Short problem
Repeat the part of the data that opens with the line containing "Mark every instance of green" and closes with the line containing "225;47;235;54", keeping both of those lines.

Rows taken from a dataset
· · · · · · ·
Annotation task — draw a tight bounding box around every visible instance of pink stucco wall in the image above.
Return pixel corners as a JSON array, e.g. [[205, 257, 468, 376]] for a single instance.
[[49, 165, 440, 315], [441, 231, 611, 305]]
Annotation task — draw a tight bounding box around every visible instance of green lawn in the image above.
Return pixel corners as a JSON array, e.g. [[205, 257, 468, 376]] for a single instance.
· · · · · · ·
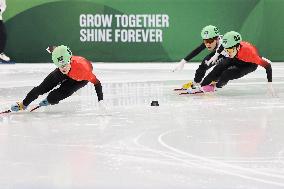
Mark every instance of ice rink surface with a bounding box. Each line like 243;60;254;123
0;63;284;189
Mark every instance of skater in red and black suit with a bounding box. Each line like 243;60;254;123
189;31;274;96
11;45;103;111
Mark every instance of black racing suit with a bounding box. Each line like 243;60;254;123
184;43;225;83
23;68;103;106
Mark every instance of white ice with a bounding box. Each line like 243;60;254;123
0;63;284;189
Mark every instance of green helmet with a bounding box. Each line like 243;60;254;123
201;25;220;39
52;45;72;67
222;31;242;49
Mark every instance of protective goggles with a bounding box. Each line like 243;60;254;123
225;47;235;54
· · · · · · ·
Answer for the task
Mark every instance of green helmet with a bounding box. Each line like 243;60;254;123
201;25;220;39
52;45;72;67
222;31;242;49
Mark every instance of protective goggles with a bounding box. Each line like 243;60;254;123
225;47;235;54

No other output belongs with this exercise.